Passage to read:
▼
Nutrition and serving suggestions

This Vegetarian Spinach Mushroom Lasagna is rich in vegetables and plant-based protein from the vegan cheeses. Serve it with a crisp green salad tossed in a lemon vinaigrette to cut through the richness, or pair with roasted root vegetables in colder months. A light drizzle of extra virgin olive oil and a sprinkle of crushed red pepper on each serving lifts the flavors even more.

Final thoughts

This Vegetarian Spinach Mushroom Lasagna offers the classic comfort of baked pasta without dairy. It’s layered, saucy, and bursting with umami from the baby bella mushrooms and savory vegan cheeses. Whether you’re feeding a family or preparing a welcoming casserole for guests, this recipe is a reliable, delicious option. Follow the step-by-step directions above for a smooth assembly and a beautifully set lasagna every time. Enjoy warm slices topped with the fresh basil ribbons, and savor how such simple ingredients create something truly satisfying.

Homemade Vegetarian Spinach Mushroom Lasagna photo

Vegetarian Spinach Mushroom Lasagna

A hearty vegan lasagna layered with sautéed mushrooms, spinach, marinara, and plant-based cheeses.
Prep Time 15 minutes
Cook Time 45 minutes
Total Time 1 hour
Servings: 12 people

Ingredients
  

  • 32 ounces lasagna noodles (egg-free) prepared according to package directions
  • 1 tablespoon olive oil
  • 1 yellow onion diced small
  • 16 ounces baby bella mushrooms thinly sliced
  • 32 ounces baby spinach
  • 2 teaspoons granulated garlic for mushroom-spinach filling
  • 1/2 teaspoon salt for mushroom-spinach filling
  • 32 ounces vegan ricotta cheese such as Kite Hill almond milk–based ricotta
  • 1 cup vegan Parmesan cheese
  • 2 teaspoons granulated garlic for cheese filling (separate from garlic for veggies)
▲
Listed entries:
▼
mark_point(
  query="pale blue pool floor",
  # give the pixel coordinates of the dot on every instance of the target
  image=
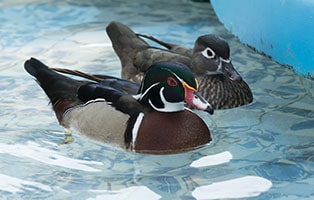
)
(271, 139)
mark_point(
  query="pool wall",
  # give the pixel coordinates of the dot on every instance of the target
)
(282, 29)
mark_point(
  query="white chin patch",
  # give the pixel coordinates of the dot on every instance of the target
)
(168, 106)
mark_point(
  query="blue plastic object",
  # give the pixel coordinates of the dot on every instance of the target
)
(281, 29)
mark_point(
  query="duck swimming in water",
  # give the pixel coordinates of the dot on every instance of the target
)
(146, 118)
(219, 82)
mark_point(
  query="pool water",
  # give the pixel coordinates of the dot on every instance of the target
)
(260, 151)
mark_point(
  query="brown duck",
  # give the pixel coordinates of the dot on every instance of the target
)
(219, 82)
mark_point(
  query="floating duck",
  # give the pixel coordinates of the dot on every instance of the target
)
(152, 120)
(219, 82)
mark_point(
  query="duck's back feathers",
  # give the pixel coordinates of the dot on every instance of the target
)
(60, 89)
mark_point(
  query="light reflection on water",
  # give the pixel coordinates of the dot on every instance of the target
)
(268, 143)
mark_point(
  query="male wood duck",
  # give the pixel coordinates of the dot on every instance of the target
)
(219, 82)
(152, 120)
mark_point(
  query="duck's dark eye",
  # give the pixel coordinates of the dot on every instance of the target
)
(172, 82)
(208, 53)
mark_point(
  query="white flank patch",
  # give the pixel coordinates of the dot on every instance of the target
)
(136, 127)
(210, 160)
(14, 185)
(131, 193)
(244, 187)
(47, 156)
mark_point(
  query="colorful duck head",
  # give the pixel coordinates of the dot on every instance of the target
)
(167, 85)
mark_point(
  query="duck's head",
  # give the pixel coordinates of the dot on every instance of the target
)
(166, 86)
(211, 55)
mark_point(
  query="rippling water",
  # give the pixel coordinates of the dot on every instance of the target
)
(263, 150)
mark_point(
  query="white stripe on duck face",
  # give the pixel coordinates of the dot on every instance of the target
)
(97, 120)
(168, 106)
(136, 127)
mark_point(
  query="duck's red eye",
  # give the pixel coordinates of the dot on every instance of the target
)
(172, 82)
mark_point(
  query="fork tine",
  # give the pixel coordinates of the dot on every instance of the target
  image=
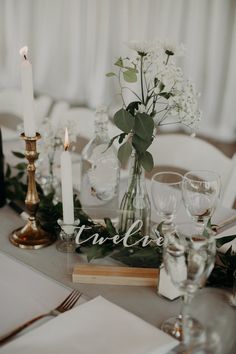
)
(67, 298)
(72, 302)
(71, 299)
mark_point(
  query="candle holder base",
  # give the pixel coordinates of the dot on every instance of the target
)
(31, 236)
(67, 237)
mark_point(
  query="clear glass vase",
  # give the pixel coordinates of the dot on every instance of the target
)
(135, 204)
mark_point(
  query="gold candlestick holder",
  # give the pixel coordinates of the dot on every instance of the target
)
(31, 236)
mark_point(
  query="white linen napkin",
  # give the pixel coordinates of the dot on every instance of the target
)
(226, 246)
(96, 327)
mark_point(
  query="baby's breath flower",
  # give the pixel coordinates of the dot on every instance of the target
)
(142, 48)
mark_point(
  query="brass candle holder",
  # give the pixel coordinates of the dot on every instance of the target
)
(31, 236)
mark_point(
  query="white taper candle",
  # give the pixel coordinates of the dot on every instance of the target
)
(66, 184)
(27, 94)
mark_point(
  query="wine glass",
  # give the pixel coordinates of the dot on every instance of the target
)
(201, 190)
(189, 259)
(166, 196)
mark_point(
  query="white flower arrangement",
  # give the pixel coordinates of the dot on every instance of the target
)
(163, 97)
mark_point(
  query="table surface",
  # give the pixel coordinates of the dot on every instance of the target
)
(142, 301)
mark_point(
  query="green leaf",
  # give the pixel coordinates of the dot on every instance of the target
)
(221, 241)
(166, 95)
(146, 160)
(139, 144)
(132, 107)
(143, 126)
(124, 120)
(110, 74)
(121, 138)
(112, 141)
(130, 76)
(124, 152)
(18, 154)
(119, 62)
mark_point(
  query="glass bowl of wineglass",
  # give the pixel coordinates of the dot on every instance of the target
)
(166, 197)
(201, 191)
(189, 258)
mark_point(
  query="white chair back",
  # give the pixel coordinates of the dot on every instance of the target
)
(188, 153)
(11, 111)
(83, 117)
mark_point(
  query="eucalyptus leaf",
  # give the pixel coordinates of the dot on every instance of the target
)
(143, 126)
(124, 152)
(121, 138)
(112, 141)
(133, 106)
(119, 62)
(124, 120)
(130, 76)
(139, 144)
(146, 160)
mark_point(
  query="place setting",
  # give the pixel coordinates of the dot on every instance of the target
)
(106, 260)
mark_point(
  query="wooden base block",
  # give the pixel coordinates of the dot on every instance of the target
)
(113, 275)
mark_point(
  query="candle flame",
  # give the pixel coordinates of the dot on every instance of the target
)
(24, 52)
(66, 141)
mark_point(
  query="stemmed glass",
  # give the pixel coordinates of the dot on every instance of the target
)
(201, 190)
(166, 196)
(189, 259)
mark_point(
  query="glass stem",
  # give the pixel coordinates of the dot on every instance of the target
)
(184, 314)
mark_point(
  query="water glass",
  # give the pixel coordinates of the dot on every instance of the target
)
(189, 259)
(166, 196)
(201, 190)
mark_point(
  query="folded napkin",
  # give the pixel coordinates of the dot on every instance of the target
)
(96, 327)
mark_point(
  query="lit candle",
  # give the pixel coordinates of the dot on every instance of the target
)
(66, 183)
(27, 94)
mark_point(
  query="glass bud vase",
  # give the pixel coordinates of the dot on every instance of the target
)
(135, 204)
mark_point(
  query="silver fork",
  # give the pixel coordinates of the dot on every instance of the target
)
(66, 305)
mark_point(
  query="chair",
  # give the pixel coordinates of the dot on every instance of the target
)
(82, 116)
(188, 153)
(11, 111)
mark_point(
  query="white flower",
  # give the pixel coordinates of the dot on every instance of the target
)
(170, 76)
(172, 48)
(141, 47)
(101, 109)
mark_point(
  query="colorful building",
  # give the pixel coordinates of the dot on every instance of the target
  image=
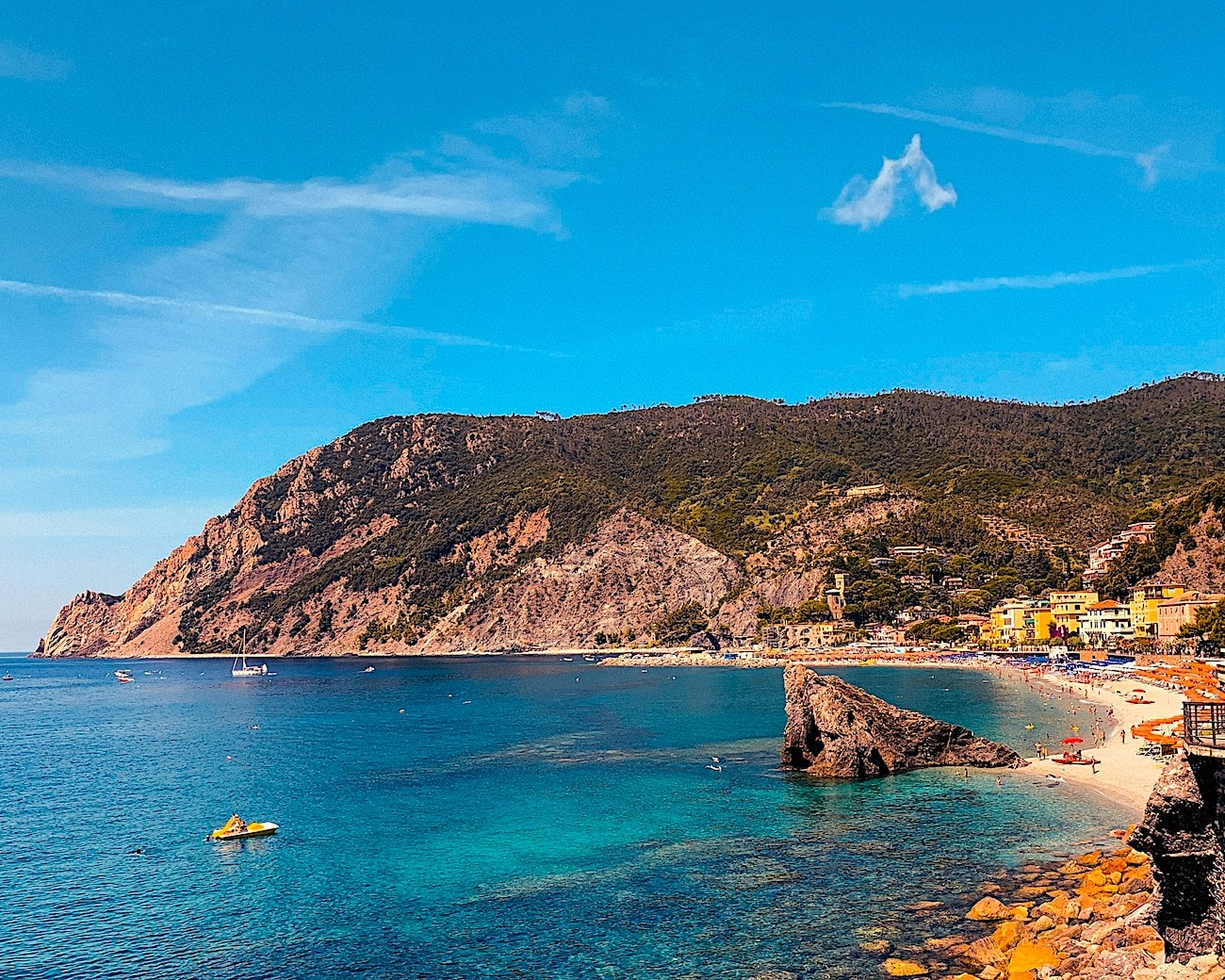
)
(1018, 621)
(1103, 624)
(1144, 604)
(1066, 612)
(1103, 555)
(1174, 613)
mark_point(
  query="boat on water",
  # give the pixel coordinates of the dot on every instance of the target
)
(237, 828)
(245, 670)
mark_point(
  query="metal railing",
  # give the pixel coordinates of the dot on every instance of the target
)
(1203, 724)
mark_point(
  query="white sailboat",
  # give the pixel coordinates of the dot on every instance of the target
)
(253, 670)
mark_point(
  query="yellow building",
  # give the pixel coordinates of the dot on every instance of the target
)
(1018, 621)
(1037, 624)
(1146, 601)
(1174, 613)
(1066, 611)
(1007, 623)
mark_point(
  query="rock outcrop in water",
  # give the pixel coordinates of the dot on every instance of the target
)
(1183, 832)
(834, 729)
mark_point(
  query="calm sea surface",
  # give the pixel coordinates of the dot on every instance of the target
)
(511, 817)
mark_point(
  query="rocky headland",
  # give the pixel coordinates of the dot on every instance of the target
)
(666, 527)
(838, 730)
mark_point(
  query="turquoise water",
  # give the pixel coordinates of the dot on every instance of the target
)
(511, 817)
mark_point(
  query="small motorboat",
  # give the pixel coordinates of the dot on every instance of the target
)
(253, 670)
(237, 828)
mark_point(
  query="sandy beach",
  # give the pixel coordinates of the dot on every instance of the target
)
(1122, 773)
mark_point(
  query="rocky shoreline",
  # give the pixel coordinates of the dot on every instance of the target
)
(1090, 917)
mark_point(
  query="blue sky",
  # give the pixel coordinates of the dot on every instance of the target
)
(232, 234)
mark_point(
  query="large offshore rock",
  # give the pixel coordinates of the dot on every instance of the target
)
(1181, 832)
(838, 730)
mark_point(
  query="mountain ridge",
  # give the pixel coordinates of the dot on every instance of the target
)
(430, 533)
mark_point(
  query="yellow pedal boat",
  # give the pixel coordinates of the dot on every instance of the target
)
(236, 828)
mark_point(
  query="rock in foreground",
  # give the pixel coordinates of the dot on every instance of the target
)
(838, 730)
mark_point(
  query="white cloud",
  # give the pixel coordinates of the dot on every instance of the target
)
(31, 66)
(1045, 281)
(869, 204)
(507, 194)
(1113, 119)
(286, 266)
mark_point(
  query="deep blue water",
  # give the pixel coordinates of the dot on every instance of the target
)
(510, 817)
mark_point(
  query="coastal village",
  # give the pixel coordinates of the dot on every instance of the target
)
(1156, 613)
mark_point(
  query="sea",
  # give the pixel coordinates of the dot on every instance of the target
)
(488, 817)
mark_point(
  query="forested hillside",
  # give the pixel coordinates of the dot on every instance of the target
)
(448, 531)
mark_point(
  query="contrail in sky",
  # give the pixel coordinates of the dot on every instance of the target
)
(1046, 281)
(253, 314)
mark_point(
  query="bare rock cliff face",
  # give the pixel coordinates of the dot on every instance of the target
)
▲
Required actions:
a) Do these statements agree with the lasagna recipe? (i) The recipe makes 12 servings. (ii) The cook time is 1 hour. (iii) The suggested green salad is tossed in a balsamic vinaigrette. Answer yes or no for each, and quote the words of the recipe that decide it.
b) What kind of mushrooms does the lasagna recipe call for, and how should they be cut?

Responses for each task:
a)
(i) Yes: "Servings: 12 people"
(ii) No: "Cook Time 45 minutes"
(iii) No: "tossed in a lemon vinaigrette"

b) Baby bella mushrooms, thinly sliced.